-- Start of Supplied text --

Subject area experts liked the original item-by-item reports, but such detailed reports were quickly found to be unsatisfactory for communicating with policy-makers and the public. When someone asked how are kids doing, she did not want two hundred answers, one for each itemespecially if the same general message was being repeated for most of the items. Beginning around 1974, reports began to provide results in terms of average performance over clusters of related items.
5.1.4 Measuring Trends
Once reporting was organized around average percents of correct response across clusters of tasks, these clusters naturally became the basis of comparisons across time and across age groups. The disadvantage was that the groups of items in common across years were not selected purposefully to this end; they varied in number and content coverage, and constituted only haphazard and unrelated reporting scales. For example, percents-correct for 13-year olds might be higher than those for 17-year olds, simply because the 13-year olds common items happened to be among the easier ones they were administered. Moreover, the release of 1/4 of the items with each assessment cycle meant that fewer and fewer items were available for comparing performance over time. In short, this method of comparing achievement over time had not been planned. It arose as an ad hoc response to a mission whose importance grew over time, but for which the design was not well suited.
5.2 The 1984 Redesign
After having started out with a clean design in the early 1970s, satisfactorily addressing the perceived needs of the time with the technologies of the time, NAEP became increasingly unwieldy over the years as expectations changed. Ad hoc procedures (such as trend reports on clusters of items) had been introduced to meet new expectations as well as possible, but even so dissatisfaction was increasing. The competition for a redesigned NAEP in 1984 led to a contract in which many of the features of the current configuration originated (see Messick, Beaton, & Lord, 1983). New priorities were recognized, and the new design was introduced to reflect different balancing of recognized tradeoffs.

-- End of Supplied text --

Required task A — According to the passage on NAEP reporting, around what year did reports begin giving results as average performance over clusters of related items?
Required task B — Reproduce the passage on NAEP reporting word for word, from "Subject area experts" up to and including "of related items.".
Required task C — Extend the passage on the history of NAEP reporting, picking up right after its final sentence.

-- Start of Data supplied --

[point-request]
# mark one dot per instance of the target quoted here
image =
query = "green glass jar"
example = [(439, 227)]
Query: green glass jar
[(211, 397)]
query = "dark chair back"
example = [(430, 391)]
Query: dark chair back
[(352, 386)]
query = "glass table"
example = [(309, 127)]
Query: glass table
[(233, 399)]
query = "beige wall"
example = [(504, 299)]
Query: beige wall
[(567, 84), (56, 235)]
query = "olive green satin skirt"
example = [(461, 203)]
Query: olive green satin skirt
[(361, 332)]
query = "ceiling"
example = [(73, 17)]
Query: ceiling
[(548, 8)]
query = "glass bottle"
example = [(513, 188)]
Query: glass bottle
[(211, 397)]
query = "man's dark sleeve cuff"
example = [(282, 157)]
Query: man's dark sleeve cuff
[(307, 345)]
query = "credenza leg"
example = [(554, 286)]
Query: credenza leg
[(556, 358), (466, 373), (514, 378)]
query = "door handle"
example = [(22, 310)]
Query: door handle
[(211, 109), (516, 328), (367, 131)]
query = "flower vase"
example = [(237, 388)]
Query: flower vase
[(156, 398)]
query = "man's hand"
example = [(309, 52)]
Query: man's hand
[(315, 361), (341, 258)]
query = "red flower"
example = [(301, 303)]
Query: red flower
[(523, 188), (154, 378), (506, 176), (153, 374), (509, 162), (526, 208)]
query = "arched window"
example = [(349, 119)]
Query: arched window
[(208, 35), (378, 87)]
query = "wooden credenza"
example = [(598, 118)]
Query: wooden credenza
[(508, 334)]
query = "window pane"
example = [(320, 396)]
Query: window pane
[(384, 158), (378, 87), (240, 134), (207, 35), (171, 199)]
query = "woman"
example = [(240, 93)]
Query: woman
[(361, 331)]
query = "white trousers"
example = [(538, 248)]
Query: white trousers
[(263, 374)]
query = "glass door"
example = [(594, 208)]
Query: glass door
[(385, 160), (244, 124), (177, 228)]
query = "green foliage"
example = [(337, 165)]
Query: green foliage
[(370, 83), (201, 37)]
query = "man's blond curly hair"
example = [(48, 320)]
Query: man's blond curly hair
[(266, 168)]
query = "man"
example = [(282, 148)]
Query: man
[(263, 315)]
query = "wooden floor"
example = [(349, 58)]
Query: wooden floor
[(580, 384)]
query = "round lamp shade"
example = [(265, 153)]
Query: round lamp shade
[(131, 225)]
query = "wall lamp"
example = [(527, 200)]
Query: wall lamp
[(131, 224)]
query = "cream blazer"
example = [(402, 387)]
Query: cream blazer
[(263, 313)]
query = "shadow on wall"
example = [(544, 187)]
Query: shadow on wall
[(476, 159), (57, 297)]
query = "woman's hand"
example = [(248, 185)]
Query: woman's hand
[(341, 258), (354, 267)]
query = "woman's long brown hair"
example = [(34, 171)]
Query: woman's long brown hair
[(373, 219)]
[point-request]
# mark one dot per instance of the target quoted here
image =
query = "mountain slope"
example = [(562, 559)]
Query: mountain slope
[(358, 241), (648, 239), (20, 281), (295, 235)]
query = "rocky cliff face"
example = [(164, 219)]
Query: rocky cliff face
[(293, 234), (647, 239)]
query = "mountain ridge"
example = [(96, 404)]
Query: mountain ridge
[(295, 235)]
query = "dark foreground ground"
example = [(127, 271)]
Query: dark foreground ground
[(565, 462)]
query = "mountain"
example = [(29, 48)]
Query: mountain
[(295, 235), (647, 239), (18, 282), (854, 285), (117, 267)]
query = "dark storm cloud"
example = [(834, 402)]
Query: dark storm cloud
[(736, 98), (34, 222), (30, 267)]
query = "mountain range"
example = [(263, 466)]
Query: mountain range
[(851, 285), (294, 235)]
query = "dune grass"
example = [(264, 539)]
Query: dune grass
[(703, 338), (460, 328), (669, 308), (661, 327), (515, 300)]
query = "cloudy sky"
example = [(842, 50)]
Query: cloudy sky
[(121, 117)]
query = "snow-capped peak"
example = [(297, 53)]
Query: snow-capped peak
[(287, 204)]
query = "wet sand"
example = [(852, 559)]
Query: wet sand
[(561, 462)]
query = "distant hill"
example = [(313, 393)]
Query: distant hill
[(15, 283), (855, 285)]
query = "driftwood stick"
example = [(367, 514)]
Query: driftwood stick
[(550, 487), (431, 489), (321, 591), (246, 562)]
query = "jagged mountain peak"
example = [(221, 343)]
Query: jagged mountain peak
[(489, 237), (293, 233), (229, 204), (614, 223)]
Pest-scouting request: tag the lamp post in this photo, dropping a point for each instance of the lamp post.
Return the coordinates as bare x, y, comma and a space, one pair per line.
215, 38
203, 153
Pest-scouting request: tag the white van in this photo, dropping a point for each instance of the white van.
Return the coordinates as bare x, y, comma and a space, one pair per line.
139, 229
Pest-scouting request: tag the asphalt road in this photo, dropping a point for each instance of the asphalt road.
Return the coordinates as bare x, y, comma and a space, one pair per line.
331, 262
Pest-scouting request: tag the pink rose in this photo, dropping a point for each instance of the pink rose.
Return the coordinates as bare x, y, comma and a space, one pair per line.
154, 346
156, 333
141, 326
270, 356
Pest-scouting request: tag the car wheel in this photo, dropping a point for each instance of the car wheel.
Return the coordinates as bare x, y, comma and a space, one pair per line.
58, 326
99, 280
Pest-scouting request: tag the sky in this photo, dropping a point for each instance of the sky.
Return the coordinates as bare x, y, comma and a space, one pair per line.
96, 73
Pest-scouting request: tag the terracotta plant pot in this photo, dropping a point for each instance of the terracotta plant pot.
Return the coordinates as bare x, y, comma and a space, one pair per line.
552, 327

-- End of Data supplied --

Task answer A — Around 1974.

Task answer B —
Subject area experts liked the original item-by-item reports, but such detailed reports were quickly found to be unsatisfactory for communicating with policy-makers and the public. When someone asked how are kids doing, she did not want two hundred answers, one for each itemespecially if the same general message was being repeated for most of the items. Beginning around 1974, reports began to provide results in terms of average performance over clusters of related items.

Task answer C —
5.2.1 Student-Sampling
Recognizing the fact that schooling in the US was organized mainly by grades, the 1984 redesign introduced concurrent age and grade sampling. The sampled grades were the modal grades associated with ages: Grade 4 with Age 9, Grade 8 with Age 13, and Grade 11 with Age 17. A given administration scheme and set of test booklets was used in each grade/age combination. Advantages included in this extension of NAEP include the maintenance of age-based surveys for trend and international comparisons, and the availability of grade-based surveys for increased policy relevance. Disadvantages included increased fieldwork; additional complexities in sampling, weighting, administration, and data structures; and dual analyses and possibilities of analytic errors.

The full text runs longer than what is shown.